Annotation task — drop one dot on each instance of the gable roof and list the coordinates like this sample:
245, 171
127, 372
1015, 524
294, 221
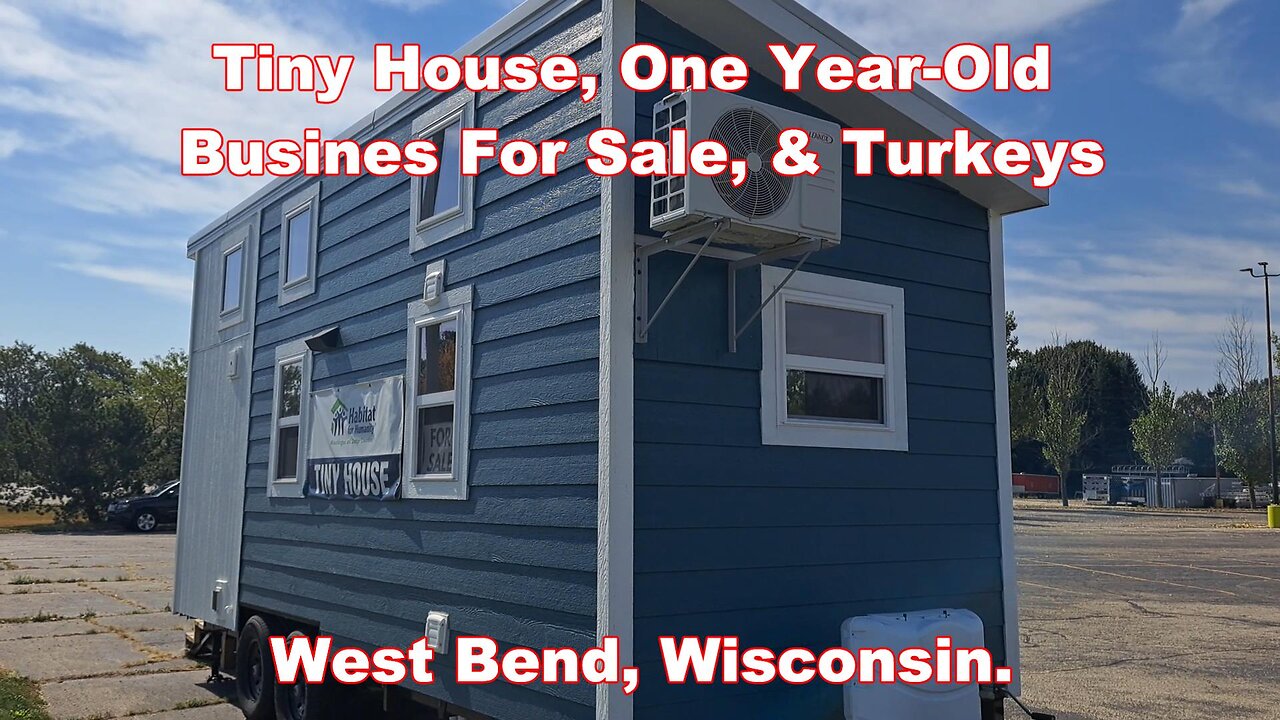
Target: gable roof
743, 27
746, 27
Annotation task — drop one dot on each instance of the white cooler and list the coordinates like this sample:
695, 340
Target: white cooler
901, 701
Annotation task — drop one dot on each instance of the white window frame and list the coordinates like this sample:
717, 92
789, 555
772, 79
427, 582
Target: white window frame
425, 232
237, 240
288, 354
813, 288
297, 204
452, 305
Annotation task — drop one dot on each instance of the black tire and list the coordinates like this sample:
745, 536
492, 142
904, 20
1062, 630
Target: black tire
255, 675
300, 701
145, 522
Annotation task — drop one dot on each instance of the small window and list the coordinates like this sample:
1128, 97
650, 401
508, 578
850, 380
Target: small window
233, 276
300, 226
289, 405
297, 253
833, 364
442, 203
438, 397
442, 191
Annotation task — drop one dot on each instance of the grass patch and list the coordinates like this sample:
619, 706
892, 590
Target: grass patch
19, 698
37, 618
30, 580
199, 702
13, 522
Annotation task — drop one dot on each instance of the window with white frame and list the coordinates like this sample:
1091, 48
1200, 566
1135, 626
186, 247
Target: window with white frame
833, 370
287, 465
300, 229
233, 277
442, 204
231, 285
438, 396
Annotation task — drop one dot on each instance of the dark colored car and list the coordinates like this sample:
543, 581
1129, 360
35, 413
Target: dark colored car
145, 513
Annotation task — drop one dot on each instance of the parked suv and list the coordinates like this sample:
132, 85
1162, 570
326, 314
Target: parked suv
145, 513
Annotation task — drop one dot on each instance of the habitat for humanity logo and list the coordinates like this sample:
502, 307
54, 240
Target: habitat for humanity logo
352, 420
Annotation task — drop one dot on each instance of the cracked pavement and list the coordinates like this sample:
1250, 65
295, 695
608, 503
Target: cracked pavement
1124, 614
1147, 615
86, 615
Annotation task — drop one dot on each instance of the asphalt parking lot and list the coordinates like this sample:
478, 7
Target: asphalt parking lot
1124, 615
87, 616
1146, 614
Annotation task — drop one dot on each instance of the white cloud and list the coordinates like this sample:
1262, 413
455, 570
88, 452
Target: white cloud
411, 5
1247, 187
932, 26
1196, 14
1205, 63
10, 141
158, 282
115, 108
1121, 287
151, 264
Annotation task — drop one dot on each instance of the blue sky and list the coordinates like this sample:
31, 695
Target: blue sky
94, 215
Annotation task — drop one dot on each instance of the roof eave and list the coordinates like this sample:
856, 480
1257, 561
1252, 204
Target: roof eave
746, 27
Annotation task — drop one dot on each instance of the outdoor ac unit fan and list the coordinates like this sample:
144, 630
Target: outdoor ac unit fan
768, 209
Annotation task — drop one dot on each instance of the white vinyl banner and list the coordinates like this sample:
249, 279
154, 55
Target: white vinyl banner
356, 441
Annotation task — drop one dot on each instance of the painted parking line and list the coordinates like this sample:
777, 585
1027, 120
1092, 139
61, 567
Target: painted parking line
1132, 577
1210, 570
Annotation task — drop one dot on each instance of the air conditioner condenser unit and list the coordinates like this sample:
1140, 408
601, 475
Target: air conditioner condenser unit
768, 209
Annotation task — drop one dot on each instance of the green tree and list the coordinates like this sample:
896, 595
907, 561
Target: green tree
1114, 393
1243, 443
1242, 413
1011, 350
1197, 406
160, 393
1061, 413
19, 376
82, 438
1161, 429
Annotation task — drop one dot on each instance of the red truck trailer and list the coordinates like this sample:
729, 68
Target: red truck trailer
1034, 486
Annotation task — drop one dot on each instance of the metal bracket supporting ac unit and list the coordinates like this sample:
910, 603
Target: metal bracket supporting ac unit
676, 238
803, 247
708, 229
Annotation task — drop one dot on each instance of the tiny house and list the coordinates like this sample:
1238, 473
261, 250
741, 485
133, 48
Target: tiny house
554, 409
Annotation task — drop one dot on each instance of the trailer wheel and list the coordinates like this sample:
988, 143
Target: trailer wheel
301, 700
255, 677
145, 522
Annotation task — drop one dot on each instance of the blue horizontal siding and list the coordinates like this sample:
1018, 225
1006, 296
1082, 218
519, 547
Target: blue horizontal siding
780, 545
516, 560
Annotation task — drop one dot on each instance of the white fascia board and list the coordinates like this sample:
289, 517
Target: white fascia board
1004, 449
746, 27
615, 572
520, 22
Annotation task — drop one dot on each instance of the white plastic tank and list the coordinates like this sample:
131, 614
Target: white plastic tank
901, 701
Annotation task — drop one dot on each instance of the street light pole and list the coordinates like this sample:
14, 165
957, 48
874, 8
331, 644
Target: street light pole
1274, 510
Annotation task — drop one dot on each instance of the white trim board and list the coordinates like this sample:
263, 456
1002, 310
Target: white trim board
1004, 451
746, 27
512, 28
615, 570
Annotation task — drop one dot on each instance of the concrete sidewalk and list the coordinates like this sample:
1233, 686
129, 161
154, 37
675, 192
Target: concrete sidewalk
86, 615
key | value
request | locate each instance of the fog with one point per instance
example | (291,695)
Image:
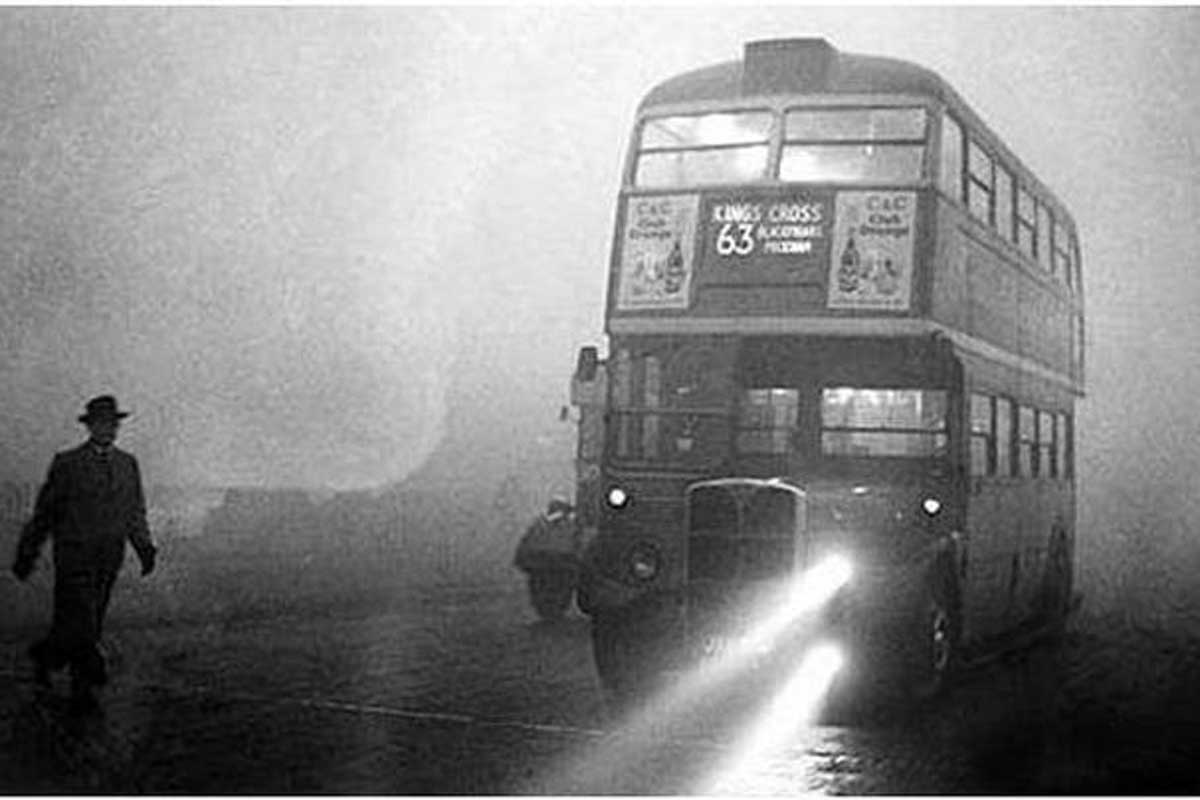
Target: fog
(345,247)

☆ ☆ ☆ ☆ ☆

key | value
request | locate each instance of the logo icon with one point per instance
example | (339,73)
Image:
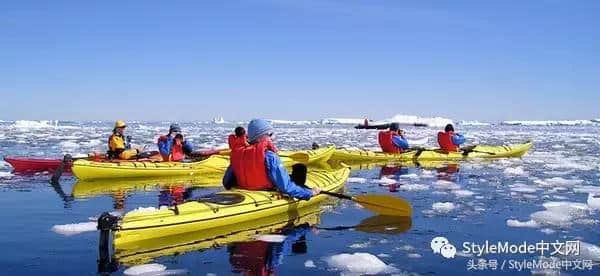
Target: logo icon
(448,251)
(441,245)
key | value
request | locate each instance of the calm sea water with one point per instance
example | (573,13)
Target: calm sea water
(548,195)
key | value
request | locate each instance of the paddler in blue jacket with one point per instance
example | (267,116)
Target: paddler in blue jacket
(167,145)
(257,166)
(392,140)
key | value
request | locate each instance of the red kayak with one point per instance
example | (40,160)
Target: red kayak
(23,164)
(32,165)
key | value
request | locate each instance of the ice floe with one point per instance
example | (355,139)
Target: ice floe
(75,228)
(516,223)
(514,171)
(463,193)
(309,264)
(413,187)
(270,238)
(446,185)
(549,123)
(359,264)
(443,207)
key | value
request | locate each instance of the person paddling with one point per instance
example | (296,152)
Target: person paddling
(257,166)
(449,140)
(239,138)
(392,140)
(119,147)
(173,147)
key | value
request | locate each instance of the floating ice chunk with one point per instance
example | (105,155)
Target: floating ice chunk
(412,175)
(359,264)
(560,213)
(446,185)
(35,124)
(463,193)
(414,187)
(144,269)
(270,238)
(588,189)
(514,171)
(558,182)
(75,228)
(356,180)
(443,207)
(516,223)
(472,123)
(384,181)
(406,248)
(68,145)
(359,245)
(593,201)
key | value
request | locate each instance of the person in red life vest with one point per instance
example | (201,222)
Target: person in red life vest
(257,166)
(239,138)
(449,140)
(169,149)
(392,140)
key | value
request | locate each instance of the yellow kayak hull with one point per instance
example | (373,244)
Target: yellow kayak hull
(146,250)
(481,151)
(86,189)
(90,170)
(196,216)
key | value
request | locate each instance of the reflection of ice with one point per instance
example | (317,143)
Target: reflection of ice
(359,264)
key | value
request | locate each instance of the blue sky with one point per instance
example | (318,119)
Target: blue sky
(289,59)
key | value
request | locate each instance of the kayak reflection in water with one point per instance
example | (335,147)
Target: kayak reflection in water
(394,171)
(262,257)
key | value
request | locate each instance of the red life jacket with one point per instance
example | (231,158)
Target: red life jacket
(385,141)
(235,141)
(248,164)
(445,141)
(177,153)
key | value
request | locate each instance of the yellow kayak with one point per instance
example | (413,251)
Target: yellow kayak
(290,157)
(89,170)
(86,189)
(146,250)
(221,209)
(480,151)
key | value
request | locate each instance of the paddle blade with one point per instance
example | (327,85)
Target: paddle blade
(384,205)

☆ ☆ ☆ ☆ ☆

▶ WHAT THE TASK ASKS: Look above for the line with "Target: red truck trailer" and the line with "of the tiny". Retype those two lines and every line between them exactly, adding nothing.

▶ THE COMPLETED TASK:
Target: red truck trailer
1034, 486
Annotation task — drop one dot on each instance of the metal bracket supporting ac unit and list the coordinates like this sample:
910, 603
Target: metal bracket supporting ac unit
676, 238
803, 247
708, 229
Annotation task — drop one dot on each instance of the tiny house and list the coordinates like this sample:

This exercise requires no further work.